-- SUPPLIED PASSAGE follows --
William Hill reported a 57 per cent drop in revenues in the seven weeks to 28 April, adding that the COVID-19 closures was costing it around £15m a month.

The company said it was ‘planning for a staged opening of the UK retail estate in the second half of 2020’ and was monitoring developments across the US, adding that was ‘well positioned across the group to ‘power up’ quickly as live sporting events resume and health considerations permit.’

Ulrik Bengtsson, CEO, said: “We reacted quickly to the cancellation of sports activities and the closure of our retail estate. We took immediate measures to save costs, reduce cash outflow and minimise non-essential expenditure by negotiating with our suppliers, cancelling pay rises and executive bonuses and suspending the dividend. We have preserved liquidity and amended the terms of our net debt covenant, leading to significant, balance sheet headroom. This will enable us to continue to invest for growth, most notably in the US, as plans there to roll out sports betting continue apace.

“Our ambition to build a digitally led, internationally diverse business of scale is proving beneficial during the disruption as our international online business has performed very strongly. We have accelerated product developments in the US in particular to ensure we are well positioned when sports activity reopens. Our product development teams elsewhere have also excelled themselves during this period of remote working, deploying a range of important new products, most notably a gaming front end to improve navigation and speed for the UK market.

“We remain focused on player safety employing ever more customer protection. We are taking care of our teams, securing as many employment opportunities as possible and we are ready to power up the business as soon as COVID-19 restrictions permit.

“Our strategy for the Company remains a simple one – to win with our customers, build agile collaborative teams, and get things done – execution. We are developing products that we are proud of and that will improve William Hill’s competitiveness for the long term.”

The company’s revolving Credit Facility (RCF) covenants have been waived for 2020 and reset for 2021, with cash burn reduced to around £15m per month with liquidity in excess of £700m.

In line with its ambition to diversify internationally, 29 per cent of revenue was generated outside the UK compared to 20 per cent during the same period last year;
Online International net revenue grew 35 per cent driven by a strong performance in gaming. Mr Green, which was launched in Spain during the period, and new product developments – a new sportsbook front end and a single wallet – have gained traction in Italy and Spain. Online International grew 11 per cent. Online UK grew in line with expectations as net revenue grew seven per cent.
-- SUPPLIED PASSAGE concluded --
> _WHAT THE EXERCISE ASKS_
Update the stretch of the William Hill article from "In line with its" through "seven per cent.", putting "shared wallet" wherever "single wallet" appears. The items have no connection to the William Hill article.
-- RECORDS PROVIDED follows --
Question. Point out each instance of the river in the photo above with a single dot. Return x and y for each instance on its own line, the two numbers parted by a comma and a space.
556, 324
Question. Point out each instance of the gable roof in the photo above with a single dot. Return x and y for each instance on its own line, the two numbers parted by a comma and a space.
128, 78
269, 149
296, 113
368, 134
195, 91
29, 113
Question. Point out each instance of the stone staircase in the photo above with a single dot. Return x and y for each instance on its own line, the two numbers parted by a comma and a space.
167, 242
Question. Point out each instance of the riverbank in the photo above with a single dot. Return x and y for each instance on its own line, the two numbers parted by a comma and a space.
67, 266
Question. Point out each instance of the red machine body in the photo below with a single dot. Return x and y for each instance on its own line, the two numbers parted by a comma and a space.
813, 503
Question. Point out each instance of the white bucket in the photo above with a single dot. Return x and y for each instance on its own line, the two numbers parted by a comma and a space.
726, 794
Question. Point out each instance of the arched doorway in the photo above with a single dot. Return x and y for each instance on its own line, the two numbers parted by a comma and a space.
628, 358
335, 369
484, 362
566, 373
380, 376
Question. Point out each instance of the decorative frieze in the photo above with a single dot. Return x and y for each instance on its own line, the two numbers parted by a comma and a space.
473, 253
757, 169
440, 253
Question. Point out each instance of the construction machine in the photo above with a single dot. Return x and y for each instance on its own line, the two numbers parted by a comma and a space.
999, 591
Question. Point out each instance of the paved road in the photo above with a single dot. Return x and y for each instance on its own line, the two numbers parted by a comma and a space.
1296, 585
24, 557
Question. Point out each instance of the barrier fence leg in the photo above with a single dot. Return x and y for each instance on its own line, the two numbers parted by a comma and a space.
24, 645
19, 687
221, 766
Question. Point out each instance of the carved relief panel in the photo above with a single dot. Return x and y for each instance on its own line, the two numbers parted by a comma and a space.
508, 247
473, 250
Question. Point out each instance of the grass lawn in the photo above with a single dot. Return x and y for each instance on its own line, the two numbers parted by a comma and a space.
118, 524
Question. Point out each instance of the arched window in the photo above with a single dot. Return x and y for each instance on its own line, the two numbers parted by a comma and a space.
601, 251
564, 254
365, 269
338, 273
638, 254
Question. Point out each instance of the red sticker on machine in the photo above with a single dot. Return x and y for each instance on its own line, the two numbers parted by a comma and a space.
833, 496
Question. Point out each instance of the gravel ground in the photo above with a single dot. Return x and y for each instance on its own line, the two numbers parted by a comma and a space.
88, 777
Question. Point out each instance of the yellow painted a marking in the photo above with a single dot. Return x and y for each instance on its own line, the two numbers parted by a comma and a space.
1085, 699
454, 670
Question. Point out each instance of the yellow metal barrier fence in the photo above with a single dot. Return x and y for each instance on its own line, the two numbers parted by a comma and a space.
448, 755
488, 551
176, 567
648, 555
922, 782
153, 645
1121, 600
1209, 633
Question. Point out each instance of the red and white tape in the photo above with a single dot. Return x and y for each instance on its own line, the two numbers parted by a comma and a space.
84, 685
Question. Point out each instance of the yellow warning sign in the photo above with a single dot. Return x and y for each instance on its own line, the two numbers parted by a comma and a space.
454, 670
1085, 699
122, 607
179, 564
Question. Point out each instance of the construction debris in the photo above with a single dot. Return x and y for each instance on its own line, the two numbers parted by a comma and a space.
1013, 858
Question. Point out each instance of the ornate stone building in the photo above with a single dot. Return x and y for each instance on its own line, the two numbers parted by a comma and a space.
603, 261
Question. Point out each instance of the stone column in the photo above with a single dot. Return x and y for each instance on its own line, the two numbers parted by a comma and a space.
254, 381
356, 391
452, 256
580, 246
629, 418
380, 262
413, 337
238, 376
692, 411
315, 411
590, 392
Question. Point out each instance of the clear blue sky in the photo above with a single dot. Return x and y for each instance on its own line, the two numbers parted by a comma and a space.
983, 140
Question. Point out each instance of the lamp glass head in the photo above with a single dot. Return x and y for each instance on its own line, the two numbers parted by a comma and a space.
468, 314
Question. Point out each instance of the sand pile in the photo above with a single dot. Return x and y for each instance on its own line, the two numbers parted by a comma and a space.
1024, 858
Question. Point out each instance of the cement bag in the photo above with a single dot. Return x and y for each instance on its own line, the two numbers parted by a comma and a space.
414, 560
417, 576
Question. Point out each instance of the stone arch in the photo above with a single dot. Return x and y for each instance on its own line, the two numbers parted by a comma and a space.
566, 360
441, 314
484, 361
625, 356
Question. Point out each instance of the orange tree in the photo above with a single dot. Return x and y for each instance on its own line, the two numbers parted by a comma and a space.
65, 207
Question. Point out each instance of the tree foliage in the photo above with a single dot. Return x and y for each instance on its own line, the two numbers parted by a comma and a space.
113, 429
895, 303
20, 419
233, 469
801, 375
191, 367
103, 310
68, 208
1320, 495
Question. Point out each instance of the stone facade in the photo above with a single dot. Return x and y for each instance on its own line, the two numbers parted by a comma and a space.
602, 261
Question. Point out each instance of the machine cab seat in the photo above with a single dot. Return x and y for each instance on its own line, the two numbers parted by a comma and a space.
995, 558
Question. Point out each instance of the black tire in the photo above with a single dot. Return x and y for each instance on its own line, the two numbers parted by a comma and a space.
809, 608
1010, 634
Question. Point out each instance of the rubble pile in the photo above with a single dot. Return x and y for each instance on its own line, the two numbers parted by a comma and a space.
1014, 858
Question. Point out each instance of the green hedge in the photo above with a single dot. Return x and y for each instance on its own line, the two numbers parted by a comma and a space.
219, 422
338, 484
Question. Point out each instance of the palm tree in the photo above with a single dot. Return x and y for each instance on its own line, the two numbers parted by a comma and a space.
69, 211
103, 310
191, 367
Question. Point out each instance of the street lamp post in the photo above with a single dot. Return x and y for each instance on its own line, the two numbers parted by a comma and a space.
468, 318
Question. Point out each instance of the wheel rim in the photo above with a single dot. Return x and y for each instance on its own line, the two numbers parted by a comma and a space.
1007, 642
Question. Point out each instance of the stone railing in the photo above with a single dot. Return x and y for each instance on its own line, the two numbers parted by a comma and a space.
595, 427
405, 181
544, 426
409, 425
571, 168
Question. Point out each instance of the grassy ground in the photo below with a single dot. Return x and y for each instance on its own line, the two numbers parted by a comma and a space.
-- RECORDS PROVIDED concluded --
> _ANSWER TO THE EXERCISE_
In line with its ambition to diversify internationally, 29 per cent of revenue was generated outside the UK compared to 20 per cent during the same period last year;
Online International net revenue grew 35 per cent driven by a strong performance in gaming. Mr Green, which was launched in Spain during the period, and new product developments – a new sportsbook front end and a shared wallet – have gained traction in Italy and Spain. Online International grew 11 per cent. Online UK grew in line with expectations as net revenue grew seven per cent.